====== Page excerpt ======

Hi i'm trying to build a manga downloader app, for this reason I'm scraping several sites, however I have a problem once I get the image URL. I can see the image using my browser (chrome), I can also download it, however I can't do the same using any popular scripting library.
Here is what I've tried:
String imgSrc = "https://cdn.mangaeden.com/mangasimg/aa/aa75d306397d1d11d07d66746dae78a36dc78672ae9e97a08cb7abb4.jpg"
Connection.Response resultImageResponse = Jsoup.connect(imgSrc)
.userAgent(
"Mozilla/5.0 (X11; Linux x86_64) AppleWebKit/535.21 (KHTML, like Gecko) Chrome/19.0.1042.0 Safari/535.21")
.referrer("none").execute();
// output here
OutputStreamWriter out = new OutputStreamWriter(new FileOutputStream(new java.io.File(String.valueOf(imgPath))));
out.write(resultImageResponse.body()); // resultImageResponse.body() is where the image's contents are.
out.close();
I've also tried this:
URL imgUrl = new URL(imgSrc);
Files.copy(imgUrl.openStream(), imgPath);
Lastly, since I was sure the link works I've tried to download the image using python, but also in this case I get a 403 error
import requests
base_url = "https://cdn.mangaeden.com/mangasimg/d0/d08f07d762acda8a1f004677ab2414b9766a616e20bd92de4e2e44f1.jpg"
res = requests.get(url)

====== Source data ======

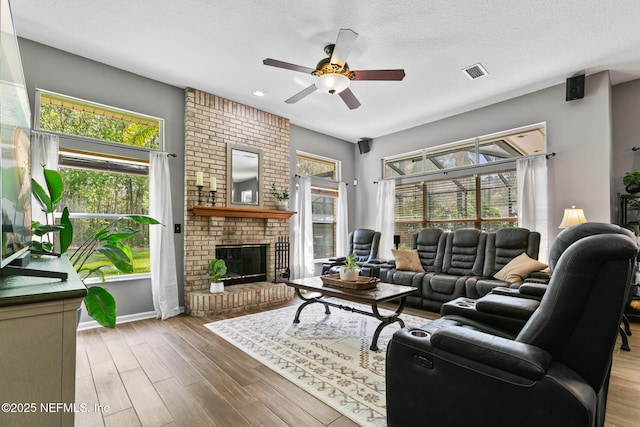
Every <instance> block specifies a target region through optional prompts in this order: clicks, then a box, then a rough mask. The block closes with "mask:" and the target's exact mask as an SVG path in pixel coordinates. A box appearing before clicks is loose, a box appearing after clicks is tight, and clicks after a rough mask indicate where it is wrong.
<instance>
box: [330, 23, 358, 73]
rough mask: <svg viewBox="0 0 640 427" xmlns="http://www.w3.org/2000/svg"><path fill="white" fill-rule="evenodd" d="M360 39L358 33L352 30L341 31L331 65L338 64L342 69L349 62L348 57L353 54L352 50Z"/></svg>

======

Job 1:
In the manga downloader post, list every method in the chained call that produces resultImageResponse.
Job 2:
Pick up the manga downloader post from its last line and keep writing.

Answer section 1:
connect, userAgent, referrer, execute

Answer section 2:
googling I found this Unable to get image url in Mangaeden API Angular 6 which seems really close to my problem, however I don't understand if I'm setting wrong the referrer or it doesn't work at all...
Do you have any tips? Thank you!
CodePudding user response:
How to fix?
Add some "headers" to your request to show that you might be a "browser", this will give you a 200
as response and you can save the file.
Note This will also work for postman, just overwrite the hidden user agent and you will get the image as response
Example (python)
import requests
headers ={
'User-Agent':'Mozilla/5.0 (Windows NT 10.0; Win64; x64) AppleWebKit/537.36 (KHTML, like Gecko) Chrome/91.0.4472.114 Safari/537.36'
}
url = "https://cdn.mangaeden.com/mangasimg/d0/d08f07d762acda8a1f004677ab2414b9766a616e20bd92de4e2e44f1.jpg"
res = requests.get(url,headers=headers)
with open("image.jpg", 'wb') as f:
f.write(res.content)